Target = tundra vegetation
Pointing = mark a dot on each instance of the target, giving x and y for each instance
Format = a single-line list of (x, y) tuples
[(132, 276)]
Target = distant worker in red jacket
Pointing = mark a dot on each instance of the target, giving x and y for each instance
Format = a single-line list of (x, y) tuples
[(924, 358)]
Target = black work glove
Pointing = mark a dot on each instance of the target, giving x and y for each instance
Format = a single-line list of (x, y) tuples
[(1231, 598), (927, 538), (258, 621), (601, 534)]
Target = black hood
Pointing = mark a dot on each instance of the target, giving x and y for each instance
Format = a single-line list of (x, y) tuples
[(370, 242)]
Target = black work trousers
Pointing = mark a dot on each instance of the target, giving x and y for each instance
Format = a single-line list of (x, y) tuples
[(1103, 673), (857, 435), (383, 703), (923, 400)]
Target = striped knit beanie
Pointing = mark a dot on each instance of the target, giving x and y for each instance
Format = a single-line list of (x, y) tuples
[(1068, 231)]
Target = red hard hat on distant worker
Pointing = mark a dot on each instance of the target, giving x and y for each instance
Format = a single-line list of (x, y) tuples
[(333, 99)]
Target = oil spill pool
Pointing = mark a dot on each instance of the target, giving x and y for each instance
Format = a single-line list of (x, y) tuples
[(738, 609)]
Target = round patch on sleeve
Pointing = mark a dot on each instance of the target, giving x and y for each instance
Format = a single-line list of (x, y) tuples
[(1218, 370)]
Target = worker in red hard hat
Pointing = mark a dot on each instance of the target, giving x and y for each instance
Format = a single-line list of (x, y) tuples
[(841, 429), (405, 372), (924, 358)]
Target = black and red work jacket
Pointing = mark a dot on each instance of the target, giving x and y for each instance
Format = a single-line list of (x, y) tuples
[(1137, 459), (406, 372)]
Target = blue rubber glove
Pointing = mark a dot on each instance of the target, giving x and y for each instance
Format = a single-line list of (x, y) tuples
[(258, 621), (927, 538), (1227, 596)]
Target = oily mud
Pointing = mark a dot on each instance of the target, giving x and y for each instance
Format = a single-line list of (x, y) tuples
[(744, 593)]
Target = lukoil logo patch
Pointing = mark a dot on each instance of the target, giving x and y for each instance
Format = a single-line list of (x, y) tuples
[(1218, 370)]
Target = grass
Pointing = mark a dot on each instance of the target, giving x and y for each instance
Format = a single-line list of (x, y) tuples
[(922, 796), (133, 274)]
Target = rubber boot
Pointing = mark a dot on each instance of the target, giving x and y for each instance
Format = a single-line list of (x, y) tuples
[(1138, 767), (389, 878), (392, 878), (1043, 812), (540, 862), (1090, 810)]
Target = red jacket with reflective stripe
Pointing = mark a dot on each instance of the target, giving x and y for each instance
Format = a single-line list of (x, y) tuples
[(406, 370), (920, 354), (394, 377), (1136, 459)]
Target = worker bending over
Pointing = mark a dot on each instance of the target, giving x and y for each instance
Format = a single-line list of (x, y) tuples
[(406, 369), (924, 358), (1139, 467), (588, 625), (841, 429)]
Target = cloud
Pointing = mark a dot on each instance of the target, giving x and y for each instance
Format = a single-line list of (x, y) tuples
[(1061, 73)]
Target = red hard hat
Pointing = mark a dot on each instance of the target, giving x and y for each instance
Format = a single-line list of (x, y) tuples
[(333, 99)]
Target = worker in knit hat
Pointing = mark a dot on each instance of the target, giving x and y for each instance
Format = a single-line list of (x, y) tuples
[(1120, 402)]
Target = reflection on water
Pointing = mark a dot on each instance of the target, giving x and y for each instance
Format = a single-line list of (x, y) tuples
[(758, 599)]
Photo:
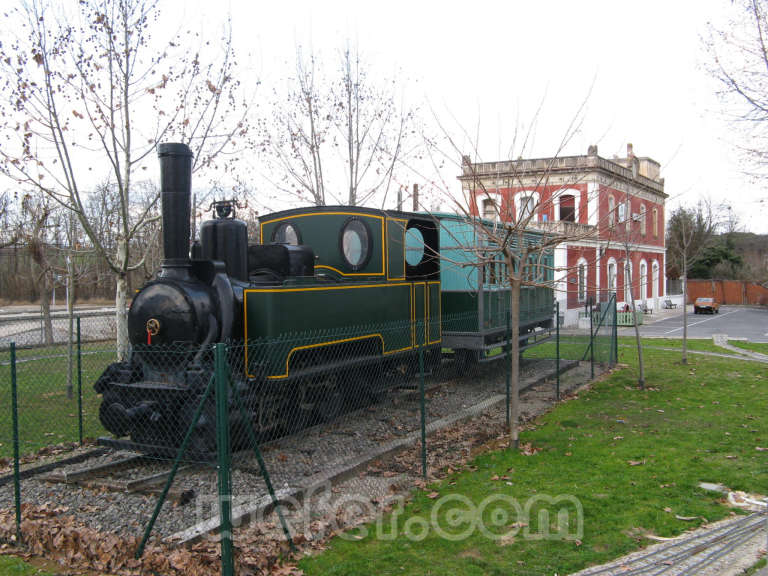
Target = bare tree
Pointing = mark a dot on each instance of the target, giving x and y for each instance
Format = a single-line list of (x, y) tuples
[(9, 233), (739, 61), (73, 93), (688, 233), (36, 212), (334, 131)]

++++

- **What you need to do**
Present every line above as a numbered list, skipping blank lines and leaving out the pictures.

- **Written response**
1. Target = tundra vegetation
2. Pointing = mark a dot on each instance of the target, giving x and y for each instance
3. Format = a single-line list of (x, y) tuples
4. [(132, 276)]
5. Target = distant worker in red jacket
6. Pointing = mark a dot on each instance of the target, giving x and y for each instance
7. Format = a single-line list of (x, y) tuples
8. [(924, 358)]
9. Target = black work glove
10. Pointing = mark a dot on each instance of the target, giving x and y for each instance
11. Format = a single-line list of (x, y) tuples
12. [(1231, 598), (927, 538), (258, 621), (601, 534)]
13. Target = black hood
14. Pointing = mark a dot on each instance of the target, giving x and y for each instance
15. Format = a single-line list of (x, y) tuples
16. [(370, 242)]
17. Target = black work trousers
18. Pointing = mark a dot on each instance of the target, giving x and y for each instance
19. Format = a single-line list of (x, y) tuples
20. [(1103, 673), (857, 435), (383, 703), (923, 400)]
21. Target = striped knit beanie
22. Pointing = mark a dot on each instance of the target, giving x and y for each instance
23. Format = a single-line list of (x, y) tuples
24. [(1068, 231)]
25. Target = red hard hat on distant worker
26. Pointing = mark a dot on each instance of the target, giving x and y for each instance
27. Format = a single-line list of (x, y) tuples
28. [(333, 99)]
29. Target = oil spill pool
30. Pointing = mark a dot on each instance of the target, giving x and y for each instance
31. Format = a single-line list of (x, y) tuples
32. [(738, 609)]
33. Target = round patch on sleeve
34. Pointing = mark a dot on each instance of the target, giving x and y for each instance
35. Format = a single-line list of (x, y) tuples
36. [(1218, 370)]
37. Target = worker in red hard hat
38. Pointing = mark a dot on each instance of the target, giving x and y for each instance
39. Format = a single-line list of (x, y) tuples
40. [(841, 429), (405, 372), (924, 358)]
41. Target = black and red work jacket
42. Pointing = mark a dot on each instance of the target, giving x and y for each instance
43. Format = a single-line list of (x, y) tuples
44. [(1137, 459), (406, 372)]
45. Target = blue rubber glove
46. Pointing = mark a dot on each instance of the target, giving x and y for each instance
47. Format = a single-line list of (x, y) tuples
48. [(258, 621), (927, 538), (1227, 596)]
49. Target = oily mud
50. Pointing = mark a dot on each instance of the target, giving x and y for each instance
51. Format = a single-line list of (x, y) tuples
52. [(744, 593)]
53. Target = lukoil logo patch
54. Pointing = mark a dot on each instance of the target, giving x and y for each instance
55. Format = a single-line list of (x, y) tuples
56. [(1218, 370)]
57. Target = grass
58. Pointing = mark a dot on each instance of the target, giving x and y for each instance
59. Format = a single-line list of (x, y) tuples
60. [(922, 796), (133, 274)]
61. Target = rubber boot
62. Pointing = mark a dot on each instance of the target, giving x and y for each instance
63. Format = a single-line list of (x, y) tuples
64. [(1138, 767), (389, 878), (392, 878), (1043, 812), (540, 862), (1090, 810)]
65. Target = red jacket with reflective stripe
66. Pointing = mark a dot on each instance of the target, giving x and y for each instance
67. Format = a single-line list of (x, y) tuples
68. [(406, 370), (920, 354), (394, 377), (1136, 459)]
69. Target = worker bending over
70. Pointing = mark a dot on each instance of the target, giving x and y for each instance
71. Format = a single-line list of (x, y) tuples
72. [(406, 369), (924, 358), (1139, 467), (588, 625), (841, 429)]
73. Target = cloud
74. Pointing = mark a dot on each instance of the target, giving x and y for each instance
75. Format = a single-line list of (x, y) tuples
76. [(1061, 73)]
77. Target = red hard hat
78. Pointing = mark a dot on each instance of the target, giving x and y for each instance
79. Format = a single-line list of (x, y) tuples
80. [(333, 99)]
81. Target = worker in knit hat
82. Pointing = mark a dot on each instance of the target, giving x and y for each instance
83. Format = a single-line list of (x, y) tuples
84. [(1120, 402)]
85. Target = reflection on water
86. Pointing = mark a dot on each instance of the target, giving x and y for each instance
87. Format = a single-line list of (x, y) tuples
88. [(758, 599)]
89. Photo:
90. Target = bare tree
91. Pointing = mark a dot on each instance of the target, giving x and y for each instance
92. Format = a single-line list of (x, y) tuples
93. [(9, 233), (739, 61), (73, 93), (688, 233), (36, 212), (334, 131)]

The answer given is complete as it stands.